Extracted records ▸
☆ ☆ ☆

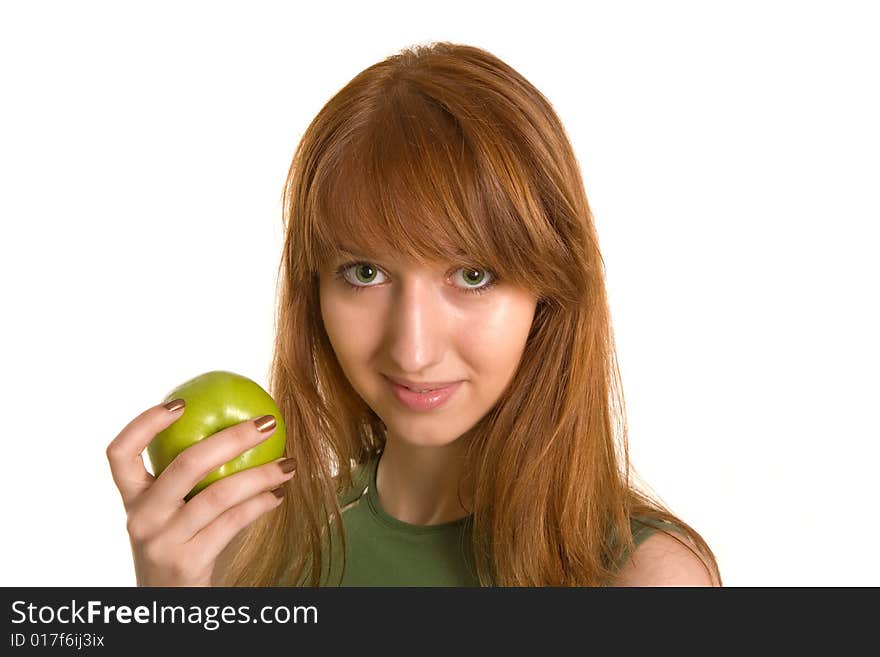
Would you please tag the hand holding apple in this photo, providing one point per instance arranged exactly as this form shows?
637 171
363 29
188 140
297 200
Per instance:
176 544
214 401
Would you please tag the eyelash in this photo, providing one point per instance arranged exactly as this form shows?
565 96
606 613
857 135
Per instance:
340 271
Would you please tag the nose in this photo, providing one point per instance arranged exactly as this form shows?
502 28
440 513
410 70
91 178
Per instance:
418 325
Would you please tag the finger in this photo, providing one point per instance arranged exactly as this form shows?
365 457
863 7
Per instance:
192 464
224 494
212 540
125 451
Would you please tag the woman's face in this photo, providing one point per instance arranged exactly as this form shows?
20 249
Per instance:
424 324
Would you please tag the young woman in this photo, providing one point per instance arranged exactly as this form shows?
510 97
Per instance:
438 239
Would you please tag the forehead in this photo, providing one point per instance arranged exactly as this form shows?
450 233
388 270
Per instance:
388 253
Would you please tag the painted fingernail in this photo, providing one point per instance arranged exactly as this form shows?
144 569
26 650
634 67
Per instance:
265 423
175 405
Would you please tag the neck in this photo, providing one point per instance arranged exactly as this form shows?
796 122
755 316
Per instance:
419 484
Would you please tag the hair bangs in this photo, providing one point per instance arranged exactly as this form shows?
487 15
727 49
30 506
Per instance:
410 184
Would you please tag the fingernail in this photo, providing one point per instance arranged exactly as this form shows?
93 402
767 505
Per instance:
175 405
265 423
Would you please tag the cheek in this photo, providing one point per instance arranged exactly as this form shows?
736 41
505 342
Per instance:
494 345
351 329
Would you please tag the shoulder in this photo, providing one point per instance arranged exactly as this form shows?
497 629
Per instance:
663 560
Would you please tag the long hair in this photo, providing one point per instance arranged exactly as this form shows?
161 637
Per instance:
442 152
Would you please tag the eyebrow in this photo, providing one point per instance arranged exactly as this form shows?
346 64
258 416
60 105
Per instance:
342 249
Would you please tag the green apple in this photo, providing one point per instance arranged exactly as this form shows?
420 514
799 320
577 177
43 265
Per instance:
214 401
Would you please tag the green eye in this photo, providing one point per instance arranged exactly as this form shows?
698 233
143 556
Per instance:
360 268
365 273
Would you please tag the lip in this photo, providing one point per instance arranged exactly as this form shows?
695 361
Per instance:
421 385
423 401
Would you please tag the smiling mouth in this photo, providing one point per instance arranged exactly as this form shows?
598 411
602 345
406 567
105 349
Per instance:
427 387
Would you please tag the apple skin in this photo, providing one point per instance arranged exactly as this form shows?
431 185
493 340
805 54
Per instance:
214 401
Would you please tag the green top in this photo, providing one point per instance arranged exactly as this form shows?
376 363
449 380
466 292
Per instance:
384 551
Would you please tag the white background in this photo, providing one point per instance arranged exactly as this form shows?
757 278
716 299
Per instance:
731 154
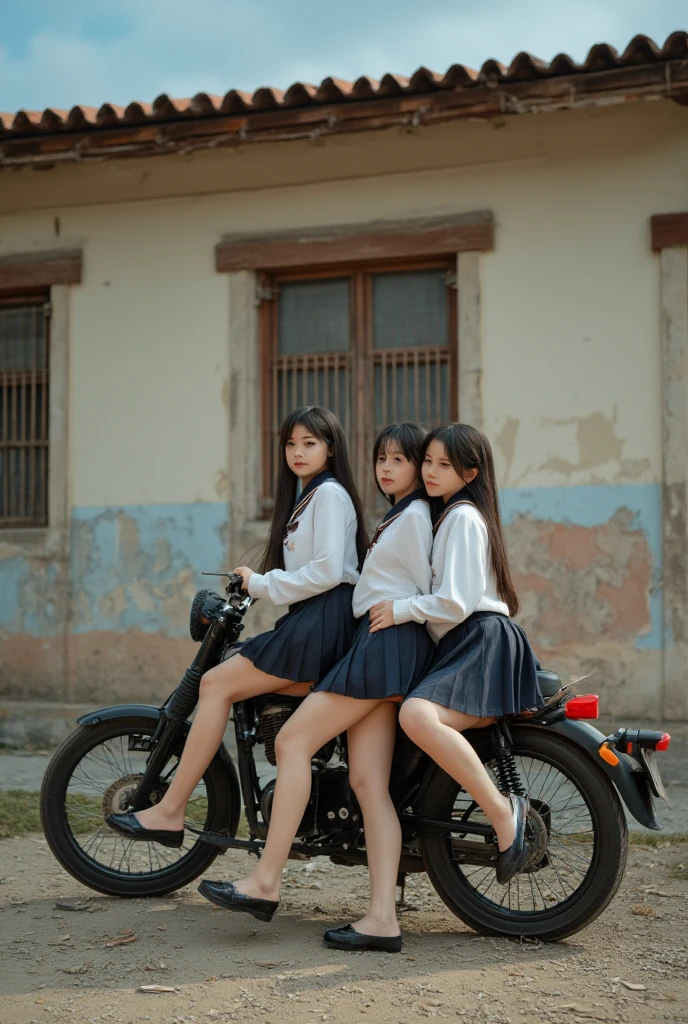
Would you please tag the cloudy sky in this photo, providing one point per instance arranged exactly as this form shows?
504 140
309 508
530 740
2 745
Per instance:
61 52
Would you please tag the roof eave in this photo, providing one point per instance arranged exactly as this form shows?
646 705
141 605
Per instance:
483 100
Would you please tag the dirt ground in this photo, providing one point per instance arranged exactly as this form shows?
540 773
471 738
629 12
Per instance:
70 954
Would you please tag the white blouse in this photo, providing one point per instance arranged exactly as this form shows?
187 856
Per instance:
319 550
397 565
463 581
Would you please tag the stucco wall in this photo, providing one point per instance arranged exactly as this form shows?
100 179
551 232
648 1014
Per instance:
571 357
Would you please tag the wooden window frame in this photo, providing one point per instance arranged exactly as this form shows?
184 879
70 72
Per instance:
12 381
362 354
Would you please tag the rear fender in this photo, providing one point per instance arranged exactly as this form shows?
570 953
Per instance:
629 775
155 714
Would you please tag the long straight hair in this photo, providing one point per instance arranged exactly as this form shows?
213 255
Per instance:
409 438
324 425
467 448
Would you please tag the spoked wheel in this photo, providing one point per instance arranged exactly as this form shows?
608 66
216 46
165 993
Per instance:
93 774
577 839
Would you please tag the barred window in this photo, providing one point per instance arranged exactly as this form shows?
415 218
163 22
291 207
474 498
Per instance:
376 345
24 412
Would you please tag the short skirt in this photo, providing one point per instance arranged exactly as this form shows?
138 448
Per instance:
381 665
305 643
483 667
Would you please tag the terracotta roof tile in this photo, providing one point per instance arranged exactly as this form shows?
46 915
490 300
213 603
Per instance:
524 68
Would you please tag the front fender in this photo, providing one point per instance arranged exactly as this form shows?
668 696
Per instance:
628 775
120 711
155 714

☆ ☆ ☆

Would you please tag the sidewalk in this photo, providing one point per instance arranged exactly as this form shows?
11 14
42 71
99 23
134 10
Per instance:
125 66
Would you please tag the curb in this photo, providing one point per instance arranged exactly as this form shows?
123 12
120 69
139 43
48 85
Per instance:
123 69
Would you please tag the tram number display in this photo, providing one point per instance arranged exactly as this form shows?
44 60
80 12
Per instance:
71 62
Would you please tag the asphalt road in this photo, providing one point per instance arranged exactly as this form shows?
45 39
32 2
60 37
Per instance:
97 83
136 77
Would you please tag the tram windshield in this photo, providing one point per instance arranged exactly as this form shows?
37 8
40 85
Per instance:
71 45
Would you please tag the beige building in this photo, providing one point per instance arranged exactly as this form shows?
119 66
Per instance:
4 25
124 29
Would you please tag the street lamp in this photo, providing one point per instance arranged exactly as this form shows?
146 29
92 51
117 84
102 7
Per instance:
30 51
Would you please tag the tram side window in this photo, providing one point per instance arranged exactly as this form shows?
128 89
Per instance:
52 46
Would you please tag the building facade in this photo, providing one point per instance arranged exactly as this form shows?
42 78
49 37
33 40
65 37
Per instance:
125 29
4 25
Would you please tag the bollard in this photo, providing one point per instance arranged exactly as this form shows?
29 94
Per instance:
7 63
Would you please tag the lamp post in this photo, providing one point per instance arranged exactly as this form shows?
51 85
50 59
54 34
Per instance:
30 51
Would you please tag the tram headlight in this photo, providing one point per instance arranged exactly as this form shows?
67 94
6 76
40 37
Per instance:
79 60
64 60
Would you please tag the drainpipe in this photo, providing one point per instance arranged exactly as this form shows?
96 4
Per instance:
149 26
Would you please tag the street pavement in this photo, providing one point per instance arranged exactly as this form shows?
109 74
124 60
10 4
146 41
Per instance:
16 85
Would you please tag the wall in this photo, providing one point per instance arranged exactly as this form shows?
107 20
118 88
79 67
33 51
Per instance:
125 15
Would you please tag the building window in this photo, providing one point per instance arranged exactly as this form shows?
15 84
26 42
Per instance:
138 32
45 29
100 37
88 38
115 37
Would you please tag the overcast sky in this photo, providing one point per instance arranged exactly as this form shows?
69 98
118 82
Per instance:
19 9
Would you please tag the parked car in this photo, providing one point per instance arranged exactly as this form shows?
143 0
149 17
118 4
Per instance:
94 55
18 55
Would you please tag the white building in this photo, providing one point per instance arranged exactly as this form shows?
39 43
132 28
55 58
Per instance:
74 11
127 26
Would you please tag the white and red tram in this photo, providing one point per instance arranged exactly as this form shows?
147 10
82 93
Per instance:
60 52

☆ ☆ ☆

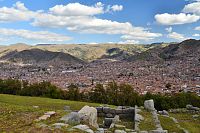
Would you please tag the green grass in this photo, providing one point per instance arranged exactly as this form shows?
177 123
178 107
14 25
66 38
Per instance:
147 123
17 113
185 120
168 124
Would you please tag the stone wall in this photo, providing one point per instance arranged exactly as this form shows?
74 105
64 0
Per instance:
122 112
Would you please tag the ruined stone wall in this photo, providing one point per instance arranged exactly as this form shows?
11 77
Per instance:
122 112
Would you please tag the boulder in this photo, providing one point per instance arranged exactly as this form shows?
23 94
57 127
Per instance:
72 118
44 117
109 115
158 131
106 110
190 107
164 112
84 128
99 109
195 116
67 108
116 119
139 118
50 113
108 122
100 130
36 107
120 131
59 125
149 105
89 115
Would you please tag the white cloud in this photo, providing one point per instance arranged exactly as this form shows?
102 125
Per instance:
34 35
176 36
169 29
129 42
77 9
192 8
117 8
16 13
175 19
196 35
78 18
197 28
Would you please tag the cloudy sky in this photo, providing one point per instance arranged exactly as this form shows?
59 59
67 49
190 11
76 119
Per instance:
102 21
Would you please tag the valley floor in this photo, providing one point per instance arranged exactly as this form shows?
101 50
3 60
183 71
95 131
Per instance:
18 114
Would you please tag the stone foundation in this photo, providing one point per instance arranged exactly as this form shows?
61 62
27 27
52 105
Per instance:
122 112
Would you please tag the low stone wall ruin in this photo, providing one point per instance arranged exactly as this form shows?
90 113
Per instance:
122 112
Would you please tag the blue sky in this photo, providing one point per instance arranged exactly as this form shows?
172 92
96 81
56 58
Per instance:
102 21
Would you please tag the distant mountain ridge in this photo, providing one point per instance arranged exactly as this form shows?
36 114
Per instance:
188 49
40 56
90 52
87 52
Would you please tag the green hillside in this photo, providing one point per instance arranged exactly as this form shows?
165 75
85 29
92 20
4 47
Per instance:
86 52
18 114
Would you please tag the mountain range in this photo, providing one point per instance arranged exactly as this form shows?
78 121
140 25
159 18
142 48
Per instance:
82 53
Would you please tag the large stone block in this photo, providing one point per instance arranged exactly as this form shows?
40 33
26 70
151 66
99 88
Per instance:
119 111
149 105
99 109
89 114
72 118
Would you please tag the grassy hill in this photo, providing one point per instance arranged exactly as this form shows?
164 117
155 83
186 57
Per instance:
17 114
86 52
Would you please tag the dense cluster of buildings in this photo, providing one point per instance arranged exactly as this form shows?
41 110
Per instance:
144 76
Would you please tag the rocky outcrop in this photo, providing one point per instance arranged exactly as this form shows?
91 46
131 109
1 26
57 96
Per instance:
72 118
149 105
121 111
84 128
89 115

☆ ☆ ☆

Task statement ▸
The lines to show are those in the data above that include "street".

Completed exercise ▸
Would you please tag the street lamp in this photo, providing one point per instance arranged exactly as this form shows?
Would you please tag the street pavement in this photo, providing one point per instance arranged exactly as this form shows?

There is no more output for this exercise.